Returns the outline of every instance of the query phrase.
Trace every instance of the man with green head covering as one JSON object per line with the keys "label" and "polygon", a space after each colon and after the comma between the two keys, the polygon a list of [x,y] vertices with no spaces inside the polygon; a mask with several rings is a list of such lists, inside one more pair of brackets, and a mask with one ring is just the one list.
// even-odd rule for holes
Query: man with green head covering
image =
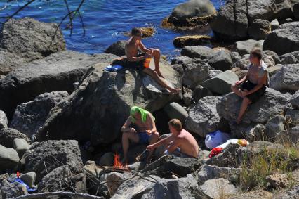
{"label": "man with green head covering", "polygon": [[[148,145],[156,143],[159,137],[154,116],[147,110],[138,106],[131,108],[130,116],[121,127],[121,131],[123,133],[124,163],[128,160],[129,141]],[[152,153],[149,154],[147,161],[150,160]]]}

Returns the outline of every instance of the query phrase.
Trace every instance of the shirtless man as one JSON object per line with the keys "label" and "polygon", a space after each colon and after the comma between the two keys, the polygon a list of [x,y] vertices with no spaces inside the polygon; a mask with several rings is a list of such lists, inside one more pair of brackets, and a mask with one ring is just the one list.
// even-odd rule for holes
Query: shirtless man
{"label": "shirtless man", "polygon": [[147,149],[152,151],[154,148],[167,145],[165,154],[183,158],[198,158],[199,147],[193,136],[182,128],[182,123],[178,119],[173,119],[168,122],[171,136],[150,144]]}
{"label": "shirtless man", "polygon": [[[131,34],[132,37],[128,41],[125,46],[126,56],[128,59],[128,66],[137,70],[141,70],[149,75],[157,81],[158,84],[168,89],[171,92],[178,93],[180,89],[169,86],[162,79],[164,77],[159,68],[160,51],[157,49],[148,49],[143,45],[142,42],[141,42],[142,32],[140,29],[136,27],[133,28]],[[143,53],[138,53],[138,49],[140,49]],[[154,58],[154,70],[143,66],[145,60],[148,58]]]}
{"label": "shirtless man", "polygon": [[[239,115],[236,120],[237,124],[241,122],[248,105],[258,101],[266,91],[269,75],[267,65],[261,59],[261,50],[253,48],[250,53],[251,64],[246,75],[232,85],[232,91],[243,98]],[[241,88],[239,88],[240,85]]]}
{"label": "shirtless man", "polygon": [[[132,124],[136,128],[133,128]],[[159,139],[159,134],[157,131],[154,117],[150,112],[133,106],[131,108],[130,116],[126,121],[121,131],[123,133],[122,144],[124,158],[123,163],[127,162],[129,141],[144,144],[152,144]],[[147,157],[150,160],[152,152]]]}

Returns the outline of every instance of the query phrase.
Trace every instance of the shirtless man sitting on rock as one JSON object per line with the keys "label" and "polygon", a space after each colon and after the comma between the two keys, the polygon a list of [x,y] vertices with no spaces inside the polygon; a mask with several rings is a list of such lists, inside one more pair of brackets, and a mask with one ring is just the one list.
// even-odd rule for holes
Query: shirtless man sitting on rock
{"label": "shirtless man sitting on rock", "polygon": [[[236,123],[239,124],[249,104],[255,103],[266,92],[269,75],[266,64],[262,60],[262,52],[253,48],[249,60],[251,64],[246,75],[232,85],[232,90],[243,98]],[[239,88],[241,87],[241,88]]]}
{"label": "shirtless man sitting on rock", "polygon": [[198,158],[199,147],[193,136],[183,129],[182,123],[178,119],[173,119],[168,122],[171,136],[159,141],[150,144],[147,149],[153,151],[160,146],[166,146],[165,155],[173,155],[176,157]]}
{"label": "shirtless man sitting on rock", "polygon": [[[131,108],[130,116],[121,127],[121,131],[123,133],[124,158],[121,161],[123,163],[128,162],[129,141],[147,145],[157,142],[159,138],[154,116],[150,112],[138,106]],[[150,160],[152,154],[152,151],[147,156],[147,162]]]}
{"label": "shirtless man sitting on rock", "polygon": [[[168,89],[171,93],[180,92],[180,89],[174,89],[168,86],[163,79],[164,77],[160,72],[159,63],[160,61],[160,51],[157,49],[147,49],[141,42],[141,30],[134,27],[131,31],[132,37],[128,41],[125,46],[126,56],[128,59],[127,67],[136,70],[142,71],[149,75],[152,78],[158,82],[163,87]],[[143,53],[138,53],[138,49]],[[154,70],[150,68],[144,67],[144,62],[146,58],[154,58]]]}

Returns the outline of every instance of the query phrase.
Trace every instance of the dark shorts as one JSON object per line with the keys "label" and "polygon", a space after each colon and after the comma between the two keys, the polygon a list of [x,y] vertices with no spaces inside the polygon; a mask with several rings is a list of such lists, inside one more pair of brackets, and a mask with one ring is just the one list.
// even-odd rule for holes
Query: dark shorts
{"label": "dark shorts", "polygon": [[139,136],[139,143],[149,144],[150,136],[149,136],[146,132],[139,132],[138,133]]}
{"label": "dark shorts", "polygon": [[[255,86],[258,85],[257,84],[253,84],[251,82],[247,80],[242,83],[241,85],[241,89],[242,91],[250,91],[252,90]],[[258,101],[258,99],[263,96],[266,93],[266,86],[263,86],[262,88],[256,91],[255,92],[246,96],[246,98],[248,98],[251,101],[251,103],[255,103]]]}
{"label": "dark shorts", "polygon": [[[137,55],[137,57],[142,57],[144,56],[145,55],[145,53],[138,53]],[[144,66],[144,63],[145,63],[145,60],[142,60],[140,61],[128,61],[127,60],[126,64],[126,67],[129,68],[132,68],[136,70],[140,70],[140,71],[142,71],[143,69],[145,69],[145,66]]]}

---*---

* [BRIEF]: Reproduce every entry word for word, but skip any pictures.

* [REPLY]:
Returns the outline of every instance of the query phrase.
Trace every instance of the man with green head covering as one JSON object per line with the keys "label" and "polygon", a space after each colon and after the comma between the two keys, the polygon a list of [x,y] vertices with no spaces inside the polygon; a mask with several rings is a list of such lists, inside one more pair of brackets, and a mask with one ring is just the one list.
// even-odd rule for holes
Query: man with green head covering
image =
{"label": "man with green head covering", "polygon": [[[148,145],[156,143],[159,137],[154,116],[147,110],[138,106],[131,108],[130,116],[121,127],[121,131],[123,133],[124,163],[128,160],[129,141]],[[152,153],[149,154],[147,161],[150,160]]]}

Returns the outline of every instance of the query phrase.
Trace every instance of the shirtless man as one JSON object per line with the keys "label" and "polygon", a space after each colon and after the comma between the two keys, the polygon a list of [x,y] vertices with no spaces inside the polygon; a mask with several rings is a list of such lists, inside one more pair of brackets, and a mask with one ring is just the one list.
// even-odd rule for holes
Query: shirtless man
{"label": "shirtless man", "polygon": [[147,149],[152,151],[154,148],[167,145],[165,154],[183,158],[198,158],[199,147],[193,136],[182,128],[182,123],[178,119],[173,119],[168,122],[171,136],[150,144]]}
{"label": "shirtless man", "polygon": [[[131,34],[132,37],[128,41],[125,46],[126,56],[128,59],[128,66],[137,70],[141,70],[149,75],[157,81],[158,84],[168,89],[171,92],[178,93],[180,89],[169,86],[162,79],[164,77],[159,68],[160,51],[157,49],[148,49],[143,45],[142,42],[141,42],[142,32],[140,29],[136,27],[133,28]],[[143,53],[138,53],[138,49],[140,49]],[[154,58],[154,70],[143,66],[145,60],[148,58]]]}
{"label": "shirtless man", "polygon": [[[239,115],[236,120],[237,124],[241,122],[248,105],[258,101],[266,91],[269,75],[267,65],[261,59],[261,50],[253,48],[250,53],[251,64],[246,75],[232,85],[232,91],[243,98]],[[241,88],[239,88],[240,85]]]}
{"label": "shirtless man", "polygon": [[[132,124],[136,128],[133,128]],[[159,139],[159,134],[157,131],[154,117],[150,112],[133,106],[131,108],[130,116],[126,121],[121,131],[123,133],[122,144],[124,158],[123,163],[127,162],[129,141],[144,144],[152,144]],[[147,157],[150,160],[152,152]]]}

Returns the outline of every instance of the query phrase.
Trace every instance of the shirtless man sitting on rock as one JSON object per line with the keys "label" and "polygon", a space after each colon and after the comma between the two keys, the polygon a list of [x,y] vertices with no spaces inside the polygon; a mask with several rings is a list of such lists, inside one more pair of brackets, and a mask with one ring is just the one list.
// even-odd rule for holes
Query: shirtless man sitting on rock
{"label": "shirtless man sitting on rock", "polygon": [[[236,123],[239,124],[249,104],[255,103],[266,92],[269,75],[266,64],[262,60],[262,52],[253,48],[249,60],[251,64],[246,75],[232,85],[232,90],[243,98]],[[239,88],[241,87],[241,88]]]}
{"label": "shirtless man sitting on rock", "polygon": [[198,158],[199,147],[193,136],[183,129],[182,123],[178,119],[173,119],[168,122],[171,136],[159,141],[150,144],[147,149],[153,151],[160,146],[166,146],[165,155],[173,155],[176,157]]}
{"label": "shirtless man sitting on rock", "polygon": [[[131,108],[130,116],[121,127],[121,131],[123,133],[124,158],[121,161],[123,163],[128,162],[129,141],[147,145],[157,142],[159,138],[154,116],[150,112],[138,106]],[[150,160],[152,154],[152,151],[147,156],[147,162]]]}
{"label": "shirtless man sitting on rock", "polygon": [[[168,89],[171,93],[180,92],[180,89],[174,89],[168,86],[163,79],[164,77],[160,72],[159,63],[160,61],[160,51],[157,49],[147,49],[141,42],[141,30],[134,27],[131,31],[132,37],[128,41],[125,46],[126,56],[128,59],[127,67],[136,70],[142,71],[149,75],[152,78],[158,82],[163,87]],[[143,53],[138,53],[138,49]],[[154,70],[150,68],[144,67],[144,62],[146,58],[154,58]]]}

Returns the outline of every instance of the query phrase.
Trace every instance of the dark shorts as one JSON object per line with the keys "label" and "polygon", a space after each colon and after the comma between the two keys, the polygon a list of [x,y] vertices with no spaces inside the polygon; a mask with several rings is a list of such lists, inside one more pair of brackets, and a mask with one ring is just the one list.
// even-odd rule for holes
Query: dark shorts
{"label": "dark shorts", "polygon": [[139,136],[139,143],[149,144],[150,136],[149,136],[146,132],[139,132],[138,133]]}
{"label": "dark shorts", "polygon": [[[255,86],[258,85],[257,84],[253,84],[251,82],[247,80],[242,83],[241,85],[241,89],[242,91],[250,91],[252,90]],[[258,101],[258,99],[263,96],[266,93],[266,86],[263,86],[262,88],[256,91],[255,92],[246,96],[246,98],[248,98],[251,101],[251,103],[255,103]]]}
{"label": "dark shorts", "polygon": [[[137,55],[137,57],[142,57],[144,56],[145,55],[145,53],[138,53]],[[144,66],[144,63],[145,63],[145,60],[142,60],[140,61],[128,61],[127,60],[126,64],[126,67],[129,68],[132,68],[136,70],[140,70],[140,71],[142,71],[143,69],[145,69],[145,66]]]}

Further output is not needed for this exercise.